== Text block ==
-- BEGIN --

The talk demonstrates a structured empathy method. Two circle maps are created for the same dilemma (quitting a day job to start a business): one from the aspiring entrepreneur’s frame (e.g., creative control, freedom, being one’s own boss, excitement plus risk) and one from the wife’s frame (pride plus fears like losing weekends/holidays, higher home stress, unpredictable schedule, and possibly needing to work more). Those maps feed into a double bubble map: similarities go in the center, while differentiators on each side are paired to reveal what each person gains or loses—making differences explicit and easier to discuss.

Review Questions

  1. What kinds of AI behaviors (prediction vs full generation) most directly threaten agency, and how could a person test whether their own reasoning is still driving the outcome?
  2. Explain how visual representation changes problem-solving difficulty in the “game of 15” example. What mental bottleneck does the visual layout bypass?
  3. How does the talk connect System 1 thinking to the need for exploration, and why does short-term memory make notes (or diagrams) necessary?

Key Points

  1. 1

    AI’s biggest risk to individuals is agency loss—tools that predict or draft can replace personal reasoning before it’s formed.

-- END --

== What is needed ==
Extend the talk summary above, picking up right after its final line.

== Data rows ==
-- BEGIN --

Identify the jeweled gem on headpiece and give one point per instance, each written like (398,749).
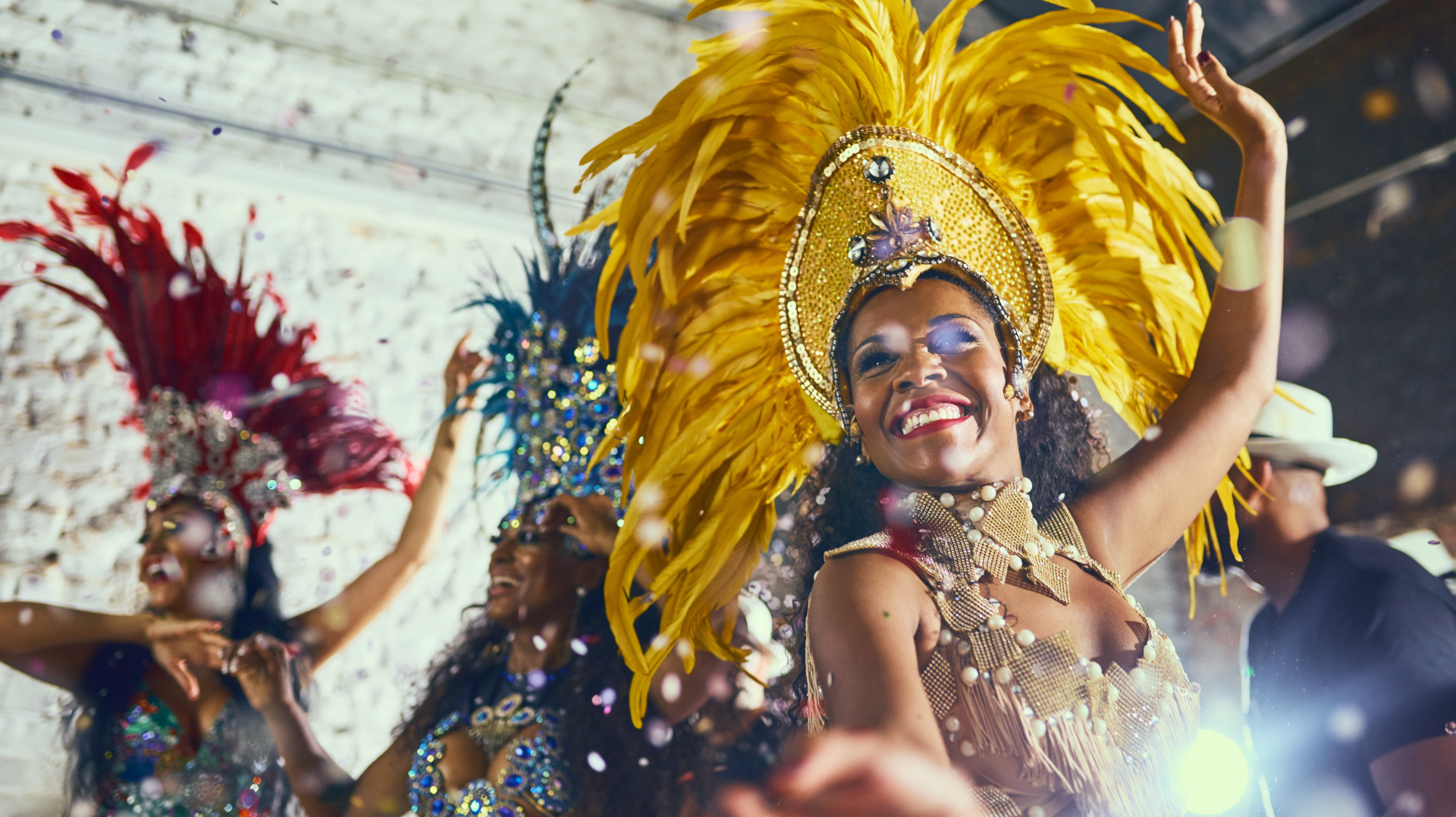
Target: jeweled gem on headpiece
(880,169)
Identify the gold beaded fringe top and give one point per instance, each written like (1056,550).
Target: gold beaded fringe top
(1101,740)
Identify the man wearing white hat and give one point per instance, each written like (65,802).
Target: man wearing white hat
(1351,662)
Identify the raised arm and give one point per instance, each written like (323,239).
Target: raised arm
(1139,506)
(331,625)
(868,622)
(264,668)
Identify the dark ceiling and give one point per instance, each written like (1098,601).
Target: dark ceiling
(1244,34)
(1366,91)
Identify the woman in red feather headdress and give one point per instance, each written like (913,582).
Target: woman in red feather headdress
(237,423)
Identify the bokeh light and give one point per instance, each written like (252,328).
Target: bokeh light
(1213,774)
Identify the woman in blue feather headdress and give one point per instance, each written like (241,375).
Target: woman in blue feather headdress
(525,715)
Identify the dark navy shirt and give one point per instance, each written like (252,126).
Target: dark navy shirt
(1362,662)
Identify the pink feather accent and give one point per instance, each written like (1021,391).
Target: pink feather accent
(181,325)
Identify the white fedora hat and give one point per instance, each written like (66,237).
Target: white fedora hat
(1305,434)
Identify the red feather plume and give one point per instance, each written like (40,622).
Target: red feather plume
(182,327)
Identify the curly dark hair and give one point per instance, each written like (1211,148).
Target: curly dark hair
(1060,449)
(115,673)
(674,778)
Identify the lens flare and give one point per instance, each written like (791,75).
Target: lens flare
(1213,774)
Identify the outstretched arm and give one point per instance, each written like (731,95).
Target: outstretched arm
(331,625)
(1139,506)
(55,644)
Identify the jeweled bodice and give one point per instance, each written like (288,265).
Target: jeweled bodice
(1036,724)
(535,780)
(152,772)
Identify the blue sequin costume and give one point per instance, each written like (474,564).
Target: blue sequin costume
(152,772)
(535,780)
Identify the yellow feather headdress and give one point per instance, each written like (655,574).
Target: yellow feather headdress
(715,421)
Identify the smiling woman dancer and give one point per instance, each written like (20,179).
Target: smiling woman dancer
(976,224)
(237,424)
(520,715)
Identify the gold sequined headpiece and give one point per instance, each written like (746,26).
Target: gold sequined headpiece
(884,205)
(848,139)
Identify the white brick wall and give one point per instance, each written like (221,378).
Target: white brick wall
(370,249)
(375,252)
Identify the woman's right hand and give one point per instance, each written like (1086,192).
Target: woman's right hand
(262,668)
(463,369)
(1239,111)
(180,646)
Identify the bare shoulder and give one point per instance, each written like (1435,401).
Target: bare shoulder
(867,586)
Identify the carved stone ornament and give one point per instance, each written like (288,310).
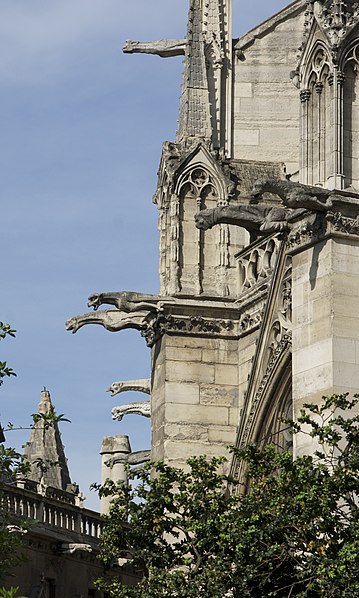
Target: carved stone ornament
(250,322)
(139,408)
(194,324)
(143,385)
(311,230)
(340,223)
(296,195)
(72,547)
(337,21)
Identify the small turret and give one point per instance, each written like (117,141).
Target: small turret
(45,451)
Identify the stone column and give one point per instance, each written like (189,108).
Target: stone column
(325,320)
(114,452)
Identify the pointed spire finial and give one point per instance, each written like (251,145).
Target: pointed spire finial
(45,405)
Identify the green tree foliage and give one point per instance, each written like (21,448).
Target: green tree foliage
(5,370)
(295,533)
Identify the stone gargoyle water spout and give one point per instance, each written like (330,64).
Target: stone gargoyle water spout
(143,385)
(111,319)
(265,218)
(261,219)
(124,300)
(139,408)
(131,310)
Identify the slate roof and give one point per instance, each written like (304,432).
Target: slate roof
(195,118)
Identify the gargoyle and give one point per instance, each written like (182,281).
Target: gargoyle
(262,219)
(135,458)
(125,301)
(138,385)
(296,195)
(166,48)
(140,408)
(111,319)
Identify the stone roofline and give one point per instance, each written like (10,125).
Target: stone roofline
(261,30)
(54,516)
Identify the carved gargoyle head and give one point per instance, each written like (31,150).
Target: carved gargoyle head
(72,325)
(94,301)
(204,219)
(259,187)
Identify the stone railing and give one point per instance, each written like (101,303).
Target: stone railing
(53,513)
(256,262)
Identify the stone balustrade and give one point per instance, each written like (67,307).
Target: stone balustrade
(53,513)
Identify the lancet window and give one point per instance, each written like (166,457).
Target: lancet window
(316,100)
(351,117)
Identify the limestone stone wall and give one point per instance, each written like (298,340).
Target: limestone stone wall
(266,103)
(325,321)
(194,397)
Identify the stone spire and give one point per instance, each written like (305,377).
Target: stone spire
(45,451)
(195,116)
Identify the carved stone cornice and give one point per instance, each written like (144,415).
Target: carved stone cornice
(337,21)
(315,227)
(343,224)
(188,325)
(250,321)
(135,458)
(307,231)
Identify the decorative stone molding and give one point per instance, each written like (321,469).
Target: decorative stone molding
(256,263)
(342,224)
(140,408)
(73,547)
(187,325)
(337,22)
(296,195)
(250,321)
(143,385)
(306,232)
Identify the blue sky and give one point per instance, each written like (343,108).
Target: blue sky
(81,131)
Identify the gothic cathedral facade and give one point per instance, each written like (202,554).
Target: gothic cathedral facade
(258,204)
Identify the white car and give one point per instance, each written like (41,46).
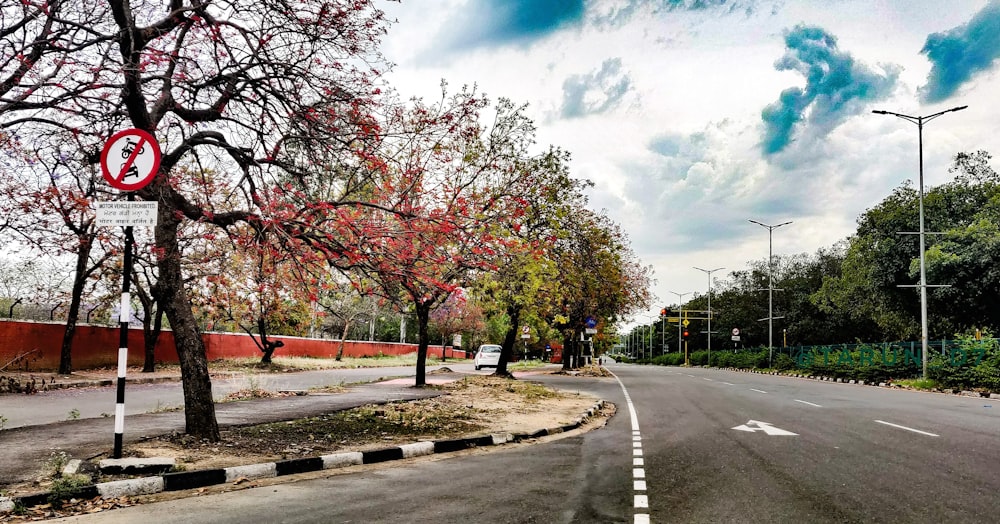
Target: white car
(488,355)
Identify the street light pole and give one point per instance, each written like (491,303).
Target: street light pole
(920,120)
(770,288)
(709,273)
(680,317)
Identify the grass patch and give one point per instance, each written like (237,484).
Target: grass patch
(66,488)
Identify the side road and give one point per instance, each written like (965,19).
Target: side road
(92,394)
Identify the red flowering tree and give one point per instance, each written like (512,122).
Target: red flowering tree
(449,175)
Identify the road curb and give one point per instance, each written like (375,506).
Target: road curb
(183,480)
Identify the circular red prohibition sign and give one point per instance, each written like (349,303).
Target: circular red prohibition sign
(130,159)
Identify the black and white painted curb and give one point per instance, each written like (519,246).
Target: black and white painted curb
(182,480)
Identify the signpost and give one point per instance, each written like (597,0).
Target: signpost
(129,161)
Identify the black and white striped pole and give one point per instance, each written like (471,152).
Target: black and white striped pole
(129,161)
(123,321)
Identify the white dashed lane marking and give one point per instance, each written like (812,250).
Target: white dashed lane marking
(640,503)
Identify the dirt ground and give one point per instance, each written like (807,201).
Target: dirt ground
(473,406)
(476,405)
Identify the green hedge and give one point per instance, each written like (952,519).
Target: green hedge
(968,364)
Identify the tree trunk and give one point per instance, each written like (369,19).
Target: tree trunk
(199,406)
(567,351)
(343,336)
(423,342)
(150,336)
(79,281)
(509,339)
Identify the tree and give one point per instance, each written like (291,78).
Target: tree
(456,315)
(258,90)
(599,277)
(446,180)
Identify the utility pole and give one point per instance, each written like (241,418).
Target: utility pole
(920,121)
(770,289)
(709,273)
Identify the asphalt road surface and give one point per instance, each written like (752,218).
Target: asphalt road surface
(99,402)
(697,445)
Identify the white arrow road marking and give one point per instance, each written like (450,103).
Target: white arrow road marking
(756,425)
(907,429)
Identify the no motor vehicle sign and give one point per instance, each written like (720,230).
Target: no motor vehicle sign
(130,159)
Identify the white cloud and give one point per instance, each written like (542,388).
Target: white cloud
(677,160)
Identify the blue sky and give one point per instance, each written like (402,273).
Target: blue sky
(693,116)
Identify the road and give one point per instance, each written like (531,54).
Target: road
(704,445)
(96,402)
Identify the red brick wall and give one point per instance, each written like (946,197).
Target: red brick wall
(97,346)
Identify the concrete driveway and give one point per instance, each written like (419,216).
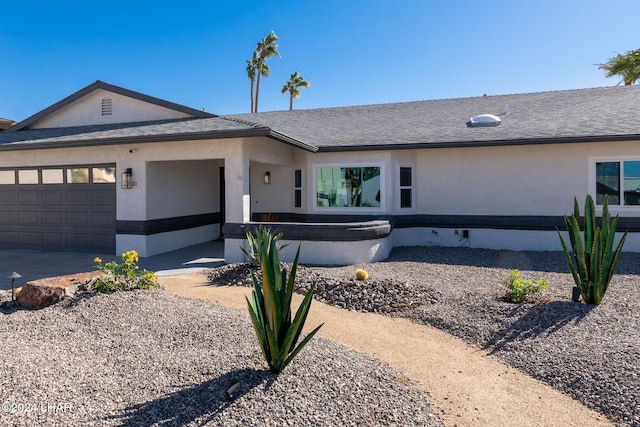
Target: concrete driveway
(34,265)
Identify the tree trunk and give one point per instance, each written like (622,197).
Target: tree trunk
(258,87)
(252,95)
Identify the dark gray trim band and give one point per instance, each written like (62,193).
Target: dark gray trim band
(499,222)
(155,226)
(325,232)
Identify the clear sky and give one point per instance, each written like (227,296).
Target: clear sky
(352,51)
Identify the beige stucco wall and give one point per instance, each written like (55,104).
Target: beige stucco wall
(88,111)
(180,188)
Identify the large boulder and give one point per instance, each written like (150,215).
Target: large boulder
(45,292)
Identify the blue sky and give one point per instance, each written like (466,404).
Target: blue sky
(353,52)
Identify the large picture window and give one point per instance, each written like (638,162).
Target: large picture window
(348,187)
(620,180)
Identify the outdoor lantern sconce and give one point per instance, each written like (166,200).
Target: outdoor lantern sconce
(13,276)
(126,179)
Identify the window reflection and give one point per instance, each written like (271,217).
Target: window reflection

-- END --

== Output for this exercise ==
  2. 2

    Prediction features (like Gmail autocomplete) raise a practical test: would the person choose a different completion without AI suggestions?

  3. 3

    Text forces linear, word-by-word processing that can be slower and less aligned with how cognition evolved for spatial navigation.

  4. 4

    Visual representations can create a feedback loop that verifies whether a mental model matches reality on the page.

  5. 5

    Problem-solving improves when representations make structure transparent; iterative experimentation helps discover better tools.

  6. 6

    Countering snap judgments requires inserting exploration between seeing and judging, supported by notes to overcome short-term memory limits.

  7. 7

    Independent thinking can be strengthened by building a library of visual primitives and using visual-first PKM where diagrams lead and text becomes metadata.

Highlights

The talk frames AI’s primary threat as losing agency, not losing jobs—because AI can do the thinking while people accept the output.
A key claim: humans are built for visual/spatial navigation, so diagrams can outperform text for comprehension and pattern detection.
Games and the magic square demonstrate the same principle: when structure is visible, solutions become transparent and fast.
System 1 snap judgments can be slowed by injecting exploration between seeing and judging, then externalizing data to beat short-term memory limits.
The practical method pairs circle maps with a double bubble map to compare perspectives and empathize in real-life dilemmas.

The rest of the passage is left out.